WHAT NEEDS TO BE DONE.
In the entries below, how many lines include "polished"? Reply with the number and nothing more.

──────

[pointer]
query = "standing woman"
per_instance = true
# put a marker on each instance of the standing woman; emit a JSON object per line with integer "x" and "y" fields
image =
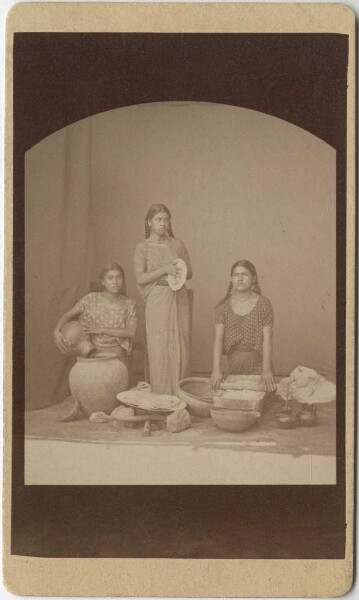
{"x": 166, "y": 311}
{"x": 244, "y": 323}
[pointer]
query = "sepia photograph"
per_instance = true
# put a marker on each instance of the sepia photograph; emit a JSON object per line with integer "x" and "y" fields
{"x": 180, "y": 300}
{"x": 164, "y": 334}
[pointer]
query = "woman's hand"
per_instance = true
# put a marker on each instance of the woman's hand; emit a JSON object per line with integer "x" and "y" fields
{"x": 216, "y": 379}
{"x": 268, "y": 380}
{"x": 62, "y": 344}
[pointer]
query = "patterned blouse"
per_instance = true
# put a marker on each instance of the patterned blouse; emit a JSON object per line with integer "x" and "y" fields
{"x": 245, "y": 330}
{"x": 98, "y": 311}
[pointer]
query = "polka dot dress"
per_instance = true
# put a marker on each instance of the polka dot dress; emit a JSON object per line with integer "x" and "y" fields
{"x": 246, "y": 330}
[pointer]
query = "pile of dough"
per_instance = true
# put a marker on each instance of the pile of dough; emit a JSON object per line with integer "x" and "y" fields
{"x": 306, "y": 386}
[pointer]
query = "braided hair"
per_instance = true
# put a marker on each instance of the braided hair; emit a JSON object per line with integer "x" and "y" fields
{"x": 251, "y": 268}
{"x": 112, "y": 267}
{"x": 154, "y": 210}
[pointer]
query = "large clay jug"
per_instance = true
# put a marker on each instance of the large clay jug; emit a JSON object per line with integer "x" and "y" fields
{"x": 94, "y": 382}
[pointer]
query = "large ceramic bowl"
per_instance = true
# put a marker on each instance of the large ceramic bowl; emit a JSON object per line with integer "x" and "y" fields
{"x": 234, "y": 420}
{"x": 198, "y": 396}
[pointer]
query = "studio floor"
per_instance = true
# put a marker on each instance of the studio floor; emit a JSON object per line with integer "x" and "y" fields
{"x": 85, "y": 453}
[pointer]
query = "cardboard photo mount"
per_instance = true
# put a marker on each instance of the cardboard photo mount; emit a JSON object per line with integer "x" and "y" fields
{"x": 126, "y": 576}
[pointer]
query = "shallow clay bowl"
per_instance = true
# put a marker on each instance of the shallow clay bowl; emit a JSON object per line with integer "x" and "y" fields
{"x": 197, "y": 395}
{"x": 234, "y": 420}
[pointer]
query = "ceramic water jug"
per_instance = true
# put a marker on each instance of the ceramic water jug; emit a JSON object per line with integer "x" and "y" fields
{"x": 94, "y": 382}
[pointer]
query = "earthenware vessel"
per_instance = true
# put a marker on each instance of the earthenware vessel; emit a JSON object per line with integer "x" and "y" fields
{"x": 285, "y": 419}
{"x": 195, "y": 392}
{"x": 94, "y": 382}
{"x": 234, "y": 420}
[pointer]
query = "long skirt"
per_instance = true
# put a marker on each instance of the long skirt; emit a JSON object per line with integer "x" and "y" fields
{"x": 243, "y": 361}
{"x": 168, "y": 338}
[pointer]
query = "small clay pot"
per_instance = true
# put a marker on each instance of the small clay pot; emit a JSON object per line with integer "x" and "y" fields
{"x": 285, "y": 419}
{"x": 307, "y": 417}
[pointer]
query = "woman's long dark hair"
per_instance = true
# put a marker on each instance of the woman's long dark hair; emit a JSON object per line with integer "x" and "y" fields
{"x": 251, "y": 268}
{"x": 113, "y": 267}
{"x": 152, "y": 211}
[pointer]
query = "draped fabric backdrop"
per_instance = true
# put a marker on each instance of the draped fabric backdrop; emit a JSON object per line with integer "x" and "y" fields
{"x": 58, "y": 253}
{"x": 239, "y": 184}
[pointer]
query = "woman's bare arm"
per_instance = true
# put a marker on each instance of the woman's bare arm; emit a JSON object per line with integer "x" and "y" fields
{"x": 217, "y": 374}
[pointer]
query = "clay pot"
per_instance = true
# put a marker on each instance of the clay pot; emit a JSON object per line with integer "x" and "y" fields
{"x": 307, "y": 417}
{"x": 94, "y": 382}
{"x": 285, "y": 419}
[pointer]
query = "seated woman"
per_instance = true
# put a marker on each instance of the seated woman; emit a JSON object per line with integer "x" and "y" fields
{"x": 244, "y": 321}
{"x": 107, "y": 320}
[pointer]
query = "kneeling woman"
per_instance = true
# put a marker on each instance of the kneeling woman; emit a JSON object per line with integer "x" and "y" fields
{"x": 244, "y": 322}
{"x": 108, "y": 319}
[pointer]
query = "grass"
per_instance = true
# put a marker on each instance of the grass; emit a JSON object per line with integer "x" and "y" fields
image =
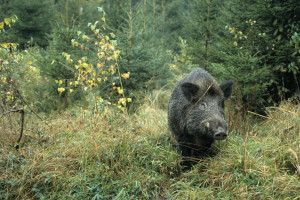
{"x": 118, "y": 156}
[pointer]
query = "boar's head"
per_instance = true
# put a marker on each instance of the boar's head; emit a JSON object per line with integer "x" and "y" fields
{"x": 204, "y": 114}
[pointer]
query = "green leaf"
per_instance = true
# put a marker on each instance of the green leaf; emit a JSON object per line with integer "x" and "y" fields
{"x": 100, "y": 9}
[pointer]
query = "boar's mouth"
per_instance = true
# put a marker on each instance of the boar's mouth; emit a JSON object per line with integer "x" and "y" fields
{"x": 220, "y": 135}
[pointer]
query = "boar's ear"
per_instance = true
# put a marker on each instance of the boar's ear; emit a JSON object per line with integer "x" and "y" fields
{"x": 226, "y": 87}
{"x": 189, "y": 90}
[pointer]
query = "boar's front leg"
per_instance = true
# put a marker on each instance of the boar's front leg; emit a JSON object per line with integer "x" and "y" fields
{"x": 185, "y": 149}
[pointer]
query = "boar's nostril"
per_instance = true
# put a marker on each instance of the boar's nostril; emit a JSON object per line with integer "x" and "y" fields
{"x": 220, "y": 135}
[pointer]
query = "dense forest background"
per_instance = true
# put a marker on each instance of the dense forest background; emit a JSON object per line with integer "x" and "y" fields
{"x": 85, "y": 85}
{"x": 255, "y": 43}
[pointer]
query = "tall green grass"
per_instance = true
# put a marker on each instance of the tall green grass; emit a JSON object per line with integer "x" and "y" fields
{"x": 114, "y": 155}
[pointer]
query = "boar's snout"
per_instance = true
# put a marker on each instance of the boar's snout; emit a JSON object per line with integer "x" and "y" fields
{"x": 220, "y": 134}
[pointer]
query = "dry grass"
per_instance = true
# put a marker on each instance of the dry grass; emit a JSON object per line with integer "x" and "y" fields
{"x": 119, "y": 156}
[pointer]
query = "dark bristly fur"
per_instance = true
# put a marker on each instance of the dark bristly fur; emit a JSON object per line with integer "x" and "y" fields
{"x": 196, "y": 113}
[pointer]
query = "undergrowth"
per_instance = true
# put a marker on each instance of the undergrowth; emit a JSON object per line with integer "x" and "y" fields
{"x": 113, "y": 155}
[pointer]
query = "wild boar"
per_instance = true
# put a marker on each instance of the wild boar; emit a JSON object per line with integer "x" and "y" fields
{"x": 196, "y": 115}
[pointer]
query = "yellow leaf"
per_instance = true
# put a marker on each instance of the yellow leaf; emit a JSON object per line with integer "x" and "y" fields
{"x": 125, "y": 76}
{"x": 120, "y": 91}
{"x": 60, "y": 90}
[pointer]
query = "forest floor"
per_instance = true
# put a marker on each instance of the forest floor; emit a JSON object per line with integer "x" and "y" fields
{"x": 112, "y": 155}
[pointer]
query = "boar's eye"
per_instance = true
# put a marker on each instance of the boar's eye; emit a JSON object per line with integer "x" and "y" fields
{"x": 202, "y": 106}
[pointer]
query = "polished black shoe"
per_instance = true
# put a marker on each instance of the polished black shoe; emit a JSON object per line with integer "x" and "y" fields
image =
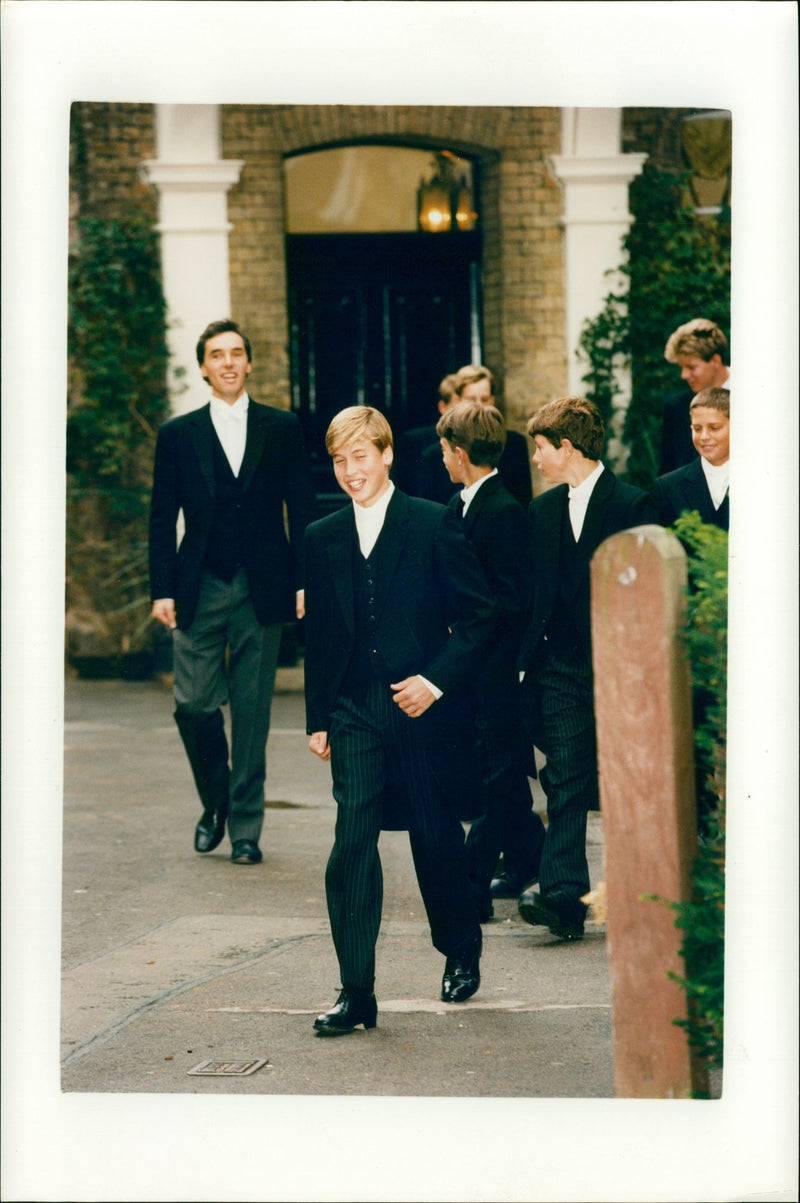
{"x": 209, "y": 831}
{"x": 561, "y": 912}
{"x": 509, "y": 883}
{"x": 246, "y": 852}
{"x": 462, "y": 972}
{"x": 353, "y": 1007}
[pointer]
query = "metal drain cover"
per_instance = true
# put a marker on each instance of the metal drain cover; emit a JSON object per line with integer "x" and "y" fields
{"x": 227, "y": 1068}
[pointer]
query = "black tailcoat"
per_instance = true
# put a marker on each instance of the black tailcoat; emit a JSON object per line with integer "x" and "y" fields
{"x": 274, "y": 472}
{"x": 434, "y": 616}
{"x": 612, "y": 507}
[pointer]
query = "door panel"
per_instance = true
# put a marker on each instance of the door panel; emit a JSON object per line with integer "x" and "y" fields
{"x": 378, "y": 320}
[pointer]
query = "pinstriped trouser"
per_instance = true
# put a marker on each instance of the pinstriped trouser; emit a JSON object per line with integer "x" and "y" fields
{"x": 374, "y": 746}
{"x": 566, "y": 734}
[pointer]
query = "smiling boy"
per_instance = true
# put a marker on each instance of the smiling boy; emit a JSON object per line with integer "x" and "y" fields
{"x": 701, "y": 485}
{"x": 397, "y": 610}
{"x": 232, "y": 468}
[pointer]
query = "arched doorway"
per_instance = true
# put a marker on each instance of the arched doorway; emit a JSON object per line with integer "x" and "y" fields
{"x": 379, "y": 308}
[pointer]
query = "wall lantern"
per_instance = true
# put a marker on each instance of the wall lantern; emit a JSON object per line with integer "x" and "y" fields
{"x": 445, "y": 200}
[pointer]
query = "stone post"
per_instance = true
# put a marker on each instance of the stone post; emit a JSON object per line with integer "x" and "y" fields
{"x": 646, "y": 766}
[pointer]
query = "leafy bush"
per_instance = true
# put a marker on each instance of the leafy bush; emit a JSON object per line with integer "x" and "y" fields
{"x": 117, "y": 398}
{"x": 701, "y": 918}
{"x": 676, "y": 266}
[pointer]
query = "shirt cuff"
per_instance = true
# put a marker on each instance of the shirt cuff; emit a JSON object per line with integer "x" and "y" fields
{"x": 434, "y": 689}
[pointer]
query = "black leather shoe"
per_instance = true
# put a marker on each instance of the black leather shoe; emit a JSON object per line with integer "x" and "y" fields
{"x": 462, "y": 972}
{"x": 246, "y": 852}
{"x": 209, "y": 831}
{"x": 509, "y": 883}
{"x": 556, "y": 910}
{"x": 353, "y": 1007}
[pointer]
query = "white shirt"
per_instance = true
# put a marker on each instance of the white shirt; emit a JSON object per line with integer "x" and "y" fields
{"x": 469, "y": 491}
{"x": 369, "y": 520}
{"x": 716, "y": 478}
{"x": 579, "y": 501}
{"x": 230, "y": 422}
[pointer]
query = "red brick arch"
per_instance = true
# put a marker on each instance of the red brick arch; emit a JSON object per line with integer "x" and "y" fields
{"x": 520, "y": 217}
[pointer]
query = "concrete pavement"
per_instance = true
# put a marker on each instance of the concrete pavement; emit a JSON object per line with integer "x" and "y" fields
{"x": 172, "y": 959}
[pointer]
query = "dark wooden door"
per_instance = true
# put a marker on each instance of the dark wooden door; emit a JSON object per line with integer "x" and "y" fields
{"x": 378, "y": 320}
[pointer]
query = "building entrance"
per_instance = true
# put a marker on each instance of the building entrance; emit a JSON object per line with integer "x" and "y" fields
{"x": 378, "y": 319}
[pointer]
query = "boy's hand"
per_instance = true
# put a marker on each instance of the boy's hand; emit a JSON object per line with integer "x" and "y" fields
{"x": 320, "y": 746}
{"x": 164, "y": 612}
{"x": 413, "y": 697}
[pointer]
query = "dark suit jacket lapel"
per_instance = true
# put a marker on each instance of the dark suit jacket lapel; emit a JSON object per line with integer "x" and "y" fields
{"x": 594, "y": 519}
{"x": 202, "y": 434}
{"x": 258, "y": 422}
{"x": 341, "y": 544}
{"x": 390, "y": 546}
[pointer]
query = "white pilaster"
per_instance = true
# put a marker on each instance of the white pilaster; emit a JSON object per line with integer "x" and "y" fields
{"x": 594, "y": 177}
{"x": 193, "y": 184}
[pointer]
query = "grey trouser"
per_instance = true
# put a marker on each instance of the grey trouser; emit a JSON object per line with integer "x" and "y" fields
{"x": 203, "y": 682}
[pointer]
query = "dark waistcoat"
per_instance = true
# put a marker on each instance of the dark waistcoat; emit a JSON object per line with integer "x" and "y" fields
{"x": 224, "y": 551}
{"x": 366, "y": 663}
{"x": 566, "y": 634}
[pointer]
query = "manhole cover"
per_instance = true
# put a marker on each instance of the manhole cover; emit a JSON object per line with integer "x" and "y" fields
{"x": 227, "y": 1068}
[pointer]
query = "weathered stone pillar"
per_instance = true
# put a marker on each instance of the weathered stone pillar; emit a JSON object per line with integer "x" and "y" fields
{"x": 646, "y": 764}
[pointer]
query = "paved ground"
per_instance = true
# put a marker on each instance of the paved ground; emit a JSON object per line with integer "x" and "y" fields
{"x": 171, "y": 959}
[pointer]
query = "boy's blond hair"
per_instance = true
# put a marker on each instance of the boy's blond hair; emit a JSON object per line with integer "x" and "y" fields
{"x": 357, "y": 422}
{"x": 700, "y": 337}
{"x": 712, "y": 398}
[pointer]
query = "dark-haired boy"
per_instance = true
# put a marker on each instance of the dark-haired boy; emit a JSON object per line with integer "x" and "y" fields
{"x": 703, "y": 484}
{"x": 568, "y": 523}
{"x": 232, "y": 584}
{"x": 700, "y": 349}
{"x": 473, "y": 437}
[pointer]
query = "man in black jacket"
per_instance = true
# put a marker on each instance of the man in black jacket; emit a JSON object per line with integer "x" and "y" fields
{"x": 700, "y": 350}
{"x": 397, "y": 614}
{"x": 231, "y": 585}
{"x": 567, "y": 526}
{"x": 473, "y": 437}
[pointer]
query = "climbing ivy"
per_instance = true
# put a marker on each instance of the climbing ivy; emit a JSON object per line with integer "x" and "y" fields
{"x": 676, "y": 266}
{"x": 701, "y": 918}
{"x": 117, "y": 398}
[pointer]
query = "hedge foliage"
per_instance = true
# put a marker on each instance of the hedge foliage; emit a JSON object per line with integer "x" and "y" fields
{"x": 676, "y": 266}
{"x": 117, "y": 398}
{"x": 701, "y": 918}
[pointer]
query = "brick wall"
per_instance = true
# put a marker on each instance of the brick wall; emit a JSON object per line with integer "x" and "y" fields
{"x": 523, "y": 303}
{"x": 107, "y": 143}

──────

WRITTEN RESPONSE.
2